*** PROVIDED MATERIAL

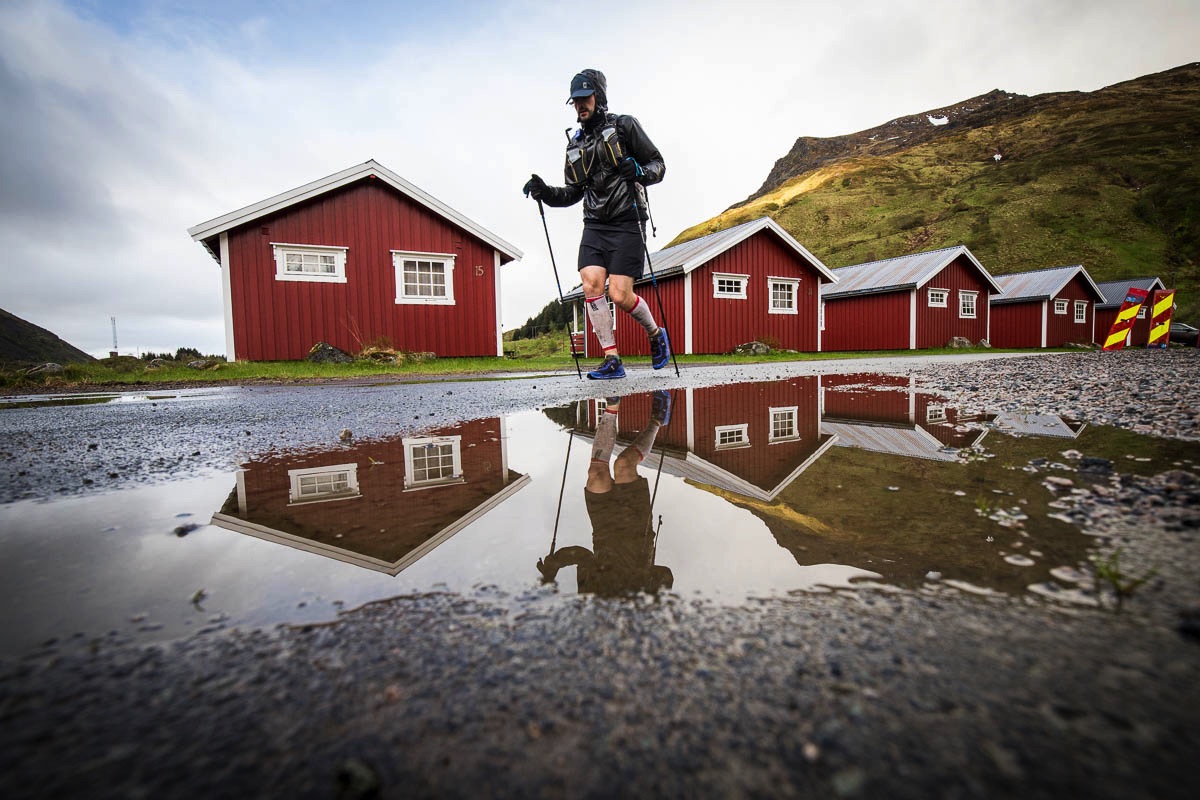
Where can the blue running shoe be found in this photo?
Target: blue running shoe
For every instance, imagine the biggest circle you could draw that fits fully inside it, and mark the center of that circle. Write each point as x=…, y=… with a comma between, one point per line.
x=610, y=370
x=660, y=349
x=660, y=407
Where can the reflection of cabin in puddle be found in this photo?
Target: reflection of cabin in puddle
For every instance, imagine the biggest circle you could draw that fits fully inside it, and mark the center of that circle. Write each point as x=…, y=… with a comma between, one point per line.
x=378, y=504
x=1038, y=425
x=750, y=439
x=887, y=414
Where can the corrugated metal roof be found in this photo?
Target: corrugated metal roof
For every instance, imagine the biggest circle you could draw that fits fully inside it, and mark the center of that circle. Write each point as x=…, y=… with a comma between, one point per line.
x=1039, y=284
x=690, y=254
x=900, y=272
x=1115, y=290
x=205, y=230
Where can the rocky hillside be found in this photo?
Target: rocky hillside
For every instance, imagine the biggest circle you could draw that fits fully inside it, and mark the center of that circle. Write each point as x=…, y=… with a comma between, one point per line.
x=22, y=342
x=1108, y=179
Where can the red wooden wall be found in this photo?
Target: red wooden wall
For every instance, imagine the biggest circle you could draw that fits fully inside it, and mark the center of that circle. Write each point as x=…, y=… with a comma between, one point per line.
x=1018, y=324
x=875, y=322
x=282, y=319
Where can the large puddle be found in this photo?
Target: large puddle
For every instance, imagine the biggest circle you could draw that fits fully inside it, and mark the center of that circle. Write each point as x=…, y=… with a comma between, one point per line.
x=726, y=493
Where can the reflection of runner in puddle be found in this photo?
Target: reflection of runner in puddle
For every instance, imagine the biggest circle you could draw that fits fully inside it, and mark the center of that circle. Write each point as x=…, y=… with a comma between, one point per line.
x=619, y=505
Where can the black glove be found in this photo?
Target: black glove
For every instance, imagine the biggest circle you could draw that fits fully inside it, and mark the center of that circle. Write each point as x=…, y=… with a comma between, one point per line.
x=534, y=187
x=629, y=170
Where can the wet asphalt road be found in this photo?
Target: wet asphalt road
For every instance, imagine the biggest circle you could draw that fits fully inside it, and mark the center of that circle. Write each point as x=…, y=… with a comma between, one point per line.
x=851, y=693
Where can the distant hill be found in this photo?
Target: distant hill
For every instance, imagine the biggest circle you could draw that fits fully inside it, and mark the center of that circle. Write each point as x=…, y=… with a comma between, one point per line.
x=1108, y=179
x=22, y=342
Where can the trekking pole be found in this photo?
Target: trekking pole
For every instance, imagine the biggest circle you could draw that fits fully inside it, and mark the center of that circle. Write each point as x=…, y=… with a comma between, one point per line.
x=559, y=284
x=649, y=263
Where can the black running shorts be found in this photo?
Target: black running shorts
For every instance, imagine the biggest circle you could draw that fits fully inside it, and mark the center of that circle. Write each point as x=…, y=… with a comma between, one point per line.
x=617, y=248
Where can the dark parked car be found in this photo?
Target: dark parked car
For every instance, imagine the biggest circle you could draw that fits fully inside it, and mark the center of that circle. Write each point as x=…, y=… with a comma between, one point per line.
x=1183, y=334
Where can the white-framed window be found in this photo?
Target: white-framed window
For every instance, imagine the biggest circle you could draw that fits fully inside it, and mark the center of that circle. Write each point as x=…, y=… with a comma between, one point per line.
x=731, y=435
x=784, y=425
x=316, y=263
x=784, y=295
x=424, y=277
x=726, y=284
x=967, y=304
x=319, y=483
x=432, y=461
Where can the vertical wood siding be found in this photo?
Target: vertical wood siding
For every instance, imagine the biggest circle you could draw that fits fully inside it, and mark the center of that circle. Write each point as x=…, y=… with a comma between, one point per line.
x=385, y=521
x=282, y=319
x=1062, y=329
x=937, y=326
x=1018, y=324
x=876, y=322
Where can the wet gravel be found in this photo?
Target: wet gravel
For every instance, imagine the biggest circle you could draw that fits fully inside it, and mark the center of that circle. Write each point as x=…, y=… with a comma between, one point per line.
x=875, y=692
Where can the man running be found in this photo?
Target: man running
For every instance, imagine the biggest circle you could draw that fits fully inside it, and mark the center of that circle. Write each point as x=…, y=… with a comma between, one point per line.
x=610, y=162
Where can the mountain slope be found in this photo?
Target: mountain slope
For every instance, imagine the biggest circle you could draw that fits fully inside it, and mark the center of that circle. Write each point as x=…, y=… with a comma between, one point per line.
x=22, y=342
x=1108, y=179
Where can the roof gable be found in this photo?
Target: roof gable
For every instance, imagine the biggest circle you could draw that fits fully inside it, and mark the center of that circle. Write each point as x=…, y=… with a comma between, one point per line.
x=1042, y=284
x=681, y=259
x=1115, y=290
x=204, y=232
x=900, y=272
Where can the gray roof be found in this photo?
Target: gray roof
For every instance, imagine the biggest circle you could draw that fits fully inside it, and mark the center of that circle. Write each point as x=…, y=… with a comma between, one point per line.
x=205, y=232
x=1115, y=290
x=900, y=272
x=690, y=254
x=1041, y=284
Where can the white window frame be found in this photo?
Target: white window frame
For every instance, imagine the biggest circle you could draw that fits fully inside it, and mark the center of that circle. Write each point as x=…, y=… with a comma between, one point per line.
x=791, y=413
x=735, y=435
x=741, y=280
x=282, y=250
x=448, y=262
x=795, y=283
x=963, y=301
x=301, y=494
x=412, y=445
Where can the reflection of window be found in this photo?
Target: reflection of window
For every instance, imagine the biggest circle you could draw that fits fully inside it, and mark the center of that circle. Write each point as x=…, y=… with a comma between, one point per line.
x=732, y=435
x=730, y=286
x=783, y=295
x=432, y=461
x=316, y=263
x=967, y=304
x=424, y=278
x=323, y=483
x=784, y=423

******

WHAT IS REQUIRED: Rewrite every one of the records above with "in this photo" replaced by "in this image" and everything else unchanged. Omit the pictures from your answer.

THE RESPONSE:
Where can the blue running shoe be found in this image?
Target: blue running shoe
For every instance, imagine the biggest circle you could draw that fits fully inside it, and mark the center of that circle. Write each point as x=…, y=… with a comma between, one point per line.
x=610, y=370
x=660, y=349
x=660, y=407
Where can the reflection of cabin in puddle be found in this image?
Target: reflection of cabin in puddle
For every instance, imagine the biggest circle you could draw that fits fully inside it, and mark the center of that circle. Write each point as x=…, y=… with a comma between, one point per line.
x=378, y=504
x=1038, y=425
x=750, y=439
x=887, y=414
Where can the corrugated metal roof be found in this image?
Target: corrugated metal roof
For every instance, imagine the biggest circle you could draw that fits fully inside it, and mark the center of that circle. Write each point as x=…, y=… with a comma between, one point per line.
x=1039, y=284
x=690, y=254
x=900, y=272
x=1115, y=290
x=205, y=230
Where can the rocky hillside be found in this image?
Target: rocky hillside
For every instance, imagine the biggest circle you could draw that fits fully inside it, and mark the center of that circle. Write each point as x=…, y=… with a comma between, one point per line.
x=22, y=342
x=1108, y=179
Where can the red wooden wall be found in this image?
Target: red wooden wall
For every instance, imagine the biggest circle you could draw that fits fully inside it, and mark the center of that circle. Write each point as x=…, y=… with a comma between, one point per line.
x=1018, y=324
x=875, y=322
x=282, y=319
Where can the large puddle be found in this image?
Target: large puddle
For every instance, imagine the biggest circle you could draw that fits fully inside it, and mark the center of that circle. Write each point as x=…, y=… with a comma between, one point per line.
x=726, y=493
Where can the reflection of runner in puddle be found in this image?
Target: reflection of runner in puddle
For every instance, imagine the biggest circle you could draw that fits fully inside it, and mark the center of that circle. Write each point as x=…, y=… with a comma between, one point per line.
x=619, y=505
Where can the black glove be found in this image?
Target: black glove
For every instance, imagine the biggest circle you could draw that fits fully inside it, and mark the center of that circle. Write each point as x=…, y=… with a comma between, one point per line.
x=534, y=187
x=629, y=170
Where can the wet asphalt road be found in this image?
Target: wet asphalt road
For every instance, imagine the biggest circle you could draw that fits fully inside it, and mark the center of that circle. Write each point as x=…, y=… with a comma between, one point per line.
x=851, y=693
Where can the distant hill be found in this image?
Target: distant hill
For every instance, imagine the biggest circle you could draw that fits fully inside it, and mark the center of that circle. Write each point as x=…, y=… with a comma between, one point per line.
x=1108, y=179
x=22, y=342
Where can the trekking pole be found in this image?
Target: trekking pole
For every instance, imagine the biggest circle you could draw that fits fully inside it, and mark the center of that circle. Write each point as x=…, y=… with a comma between, one point per line.
x=559, y=284
x=649, y=263
Where can the black running shorts be found in this image?
Target: black running shorts
For every instance, imagine the biggest circle you could draw that fits fully inside it, and mark the center of that circle. Write each point as x=…, y=… with a comma between, one point per line.
x=617, y=248
Where can the dark parked car be found in this image?
Target: dark parked car
For every instance, imagine the biggest circle you could draw that fits fully inside it, and mark the center of that circle. Write each point as x=…, y=… with a comma between, one point per line.
x=1183, y=334
Where can the white-framed window be found in this image?
Target: white-framed window
For every instance, imagine the biggest circle you could draw that fits fully inside it, and mark the center of that circle. Write each point as x=…, y=… with a comma between, one point per line.
x=731, y=435
x=784, y=425
x=316, y=263
x=784, y=295
x=424, y=277
x=726, y=284
x=967, y=304
x=319, y=483
x=432, y=461
Where can the vertical wood siding be found in this image?
Target: vertical wood siding
For every instance, imagine the biggest circle you could draw that fits fully inside it, and mark the center of that circle. Write each point as x=…, y=… with a comma between, one point per line.
x=385, y=521
x=282, y=319
x=1062, y=329
x=937, y=326
x=1018, y=324
x=876, y=322
Where can the wet gravel be found in this image?
Target: wet gravel
For every instance, imagine the biggest circle you could draw that fits fully inside it, and mark the center of that circle. Write each point as x=…, y=… with a comma between, one point per line.
x=875, y=692
Where can the man running be found in this image?
Target: man running
For every instance, imagine the biggest circle you could draw that fits fully inside it, and mark the center of that circle. Write each point as x=…, y=… with a comma between, one point per line.
x=610, y=162
Where can the mountain slope be found in this image?
Target: mountain slope
For every instance, imagine the biggest circle you could draw that fits fully inside it, and mark the center of that circle. Write each point as x=…, y=… with a comma between, one point per line.
x=22, y=342
x=1108, y=179
Where can the roof gable be found in this image?
Target: roof gable
For every instance, imagine the biggest circle you could draw that fits fully inside it, and mark the center of that circle. Write each point as x=…, y=… with a comma between, one point per line.
x=1042, y=284
x=681, y=259
x=1115, y=290
x=204, y=232
x=900, y=272
Where can the gray roof be found in this image?
Target: gray roof
For every instance, imagine the biggest circle you could draw that fits fully inside it, and mark the center of that circle. Write each point as x=…, y=… with a comma between, one point per line.
x=205, y=232
x=1115, y=290
x=900, y=272
x=690, y=254
x=1041, y=284
Where can the white window frame be found in this image?
Target: white window frame
For every instance, imagine the biggest circle you could draw that fits fully inside it, and mark the center of that circle. Write each point as x=…, y=… with a comma between, one point per line.
x=791, y=413
x=735, y=435
x=741, y=280
x=282, y=250
x=448, y=262
x=795, y=283
x=963, y=301
x=301, y=494
x=412, y=445
Where can the reflection of window be found in this image?
Target: reflection of window
For every instance, imagine the biggest circle you could draw that fits fully inside it, and mark the center of that circle. Write each point as x=…, y=… with a comma between, one point per line.
x=732, y=435
x=730, y=286
x=783, y=295
x=432, y=461
x=316, y=263
x=967, y=304
x=424, y=278
x=323, y=483
x=784, y=423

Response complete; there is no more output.